* [Required work]:
Print every record below exactly as written.

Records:
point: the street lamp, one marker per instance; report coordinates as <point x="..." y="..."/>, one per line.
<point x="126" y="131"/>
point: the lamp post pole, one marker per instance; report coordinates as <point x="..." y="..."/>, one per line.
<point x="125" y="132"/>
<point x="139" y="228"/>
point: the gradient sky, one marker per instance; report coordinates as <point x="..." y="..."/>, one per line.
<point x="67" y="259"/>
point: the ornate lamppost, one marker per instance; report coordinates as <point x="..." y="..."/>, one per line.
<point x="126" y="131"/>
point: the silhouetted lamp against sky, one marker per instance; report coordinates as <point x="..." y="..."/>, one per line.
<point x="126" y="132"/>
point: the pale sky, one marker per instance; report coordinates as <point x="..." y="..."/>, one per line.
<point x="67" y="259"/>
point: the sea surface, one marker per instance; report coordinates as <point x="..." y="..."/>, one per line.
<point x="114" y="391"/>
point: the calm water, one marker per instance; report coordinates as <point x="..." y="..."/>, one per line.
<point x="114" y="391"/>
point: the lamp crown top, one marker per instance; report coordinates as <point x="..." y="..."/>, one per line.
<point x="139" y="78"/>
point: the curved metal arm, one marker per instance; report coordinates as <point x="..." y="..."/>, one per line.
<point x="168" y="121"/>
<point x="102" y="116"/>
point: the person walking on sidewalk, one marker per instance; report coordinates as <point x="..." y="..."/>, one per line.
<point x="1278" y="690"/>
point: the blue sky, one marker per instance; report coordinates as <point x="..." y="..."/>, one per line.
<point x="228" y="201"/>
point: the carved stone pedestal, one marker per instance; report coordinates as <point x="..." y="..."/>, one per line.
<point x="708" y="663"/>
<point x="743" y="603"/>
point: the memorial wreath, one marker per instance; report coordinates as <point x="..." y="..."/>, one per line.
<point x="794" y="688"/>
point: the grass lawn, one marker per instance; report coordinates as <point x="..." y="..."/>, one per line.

* [Response]:
point: the street lamp, one marker per instance; report coordinates as <point x="..." y="..."/>, one per line.
<point x="126" y="131"/>
point: the lamp post pole, one marker per instance; report coordinates as <point x="..." y="..."/>, one per line.
<point x="125" y="132"/>
<point x="139" y="228"/>
point: the gradient sky, one marker per instance; report coordinates as <point x="..." y="..."/>, one per line.
<point x="67" y="259"/>
point: the ornate lamppost, one marker per instance; report coordinates as <point x="..." y="..."/>, one per line.
<point x="126" y="131"/>
point: the silhouetted lamp against sky, one marker per instance; report coordinates as <point x="..." y="..."/>, one per line.
<point x="126" y="132"/>
point: the pale sky, one marker per instance; report coordinates as <point x="..." y="..."/>, one per line.
<point x="67" y="259"/>
point: the sea surface, one marker per instance; report coordinates as <point x="..." y="..."/>, one per line.
<point x="114" y="391"/>
point: the calm water, one marker per instance; report coordinates as <point x="..." y="..."/>, one per line.
<point x="114" y="391"/>
point: the lamp crown top, one marker per instance; report coordinates as <point x="..." y="..."/>, one per line.
<point x="139" y="78"/>
point: the curved metal arm, one marker per instance; report coordinates as <point x="..." y="..."/>, one per line.
<point x="168" y="121"/>
<point x="102" y="116"/>
point: the person walking on sidewalk, one marker per instance; report coordinates as <point x="..." y="..."/>, one per line.
<point x="1278" y="690"/>
point: the blue sky, one marker per instance; report coordinates as <point x="..." y="..."/>, one per line.
<point x="228" y="201"/>
point: the carved stone pedestal, one marker per instance; report coordinates as <point x="..." y="..."/>, one per line.
<point x="708" y="663"/>
<point x="743" y="603"/>
point: the memorial wreath, one marker per instance; report coordinates as <point x="..." y="..."/>, one per line.
<point x="794" y="688"/>
point: the grass lawn, one marker per instance; report coordinates as <point x="..." y="..."/>, one per line.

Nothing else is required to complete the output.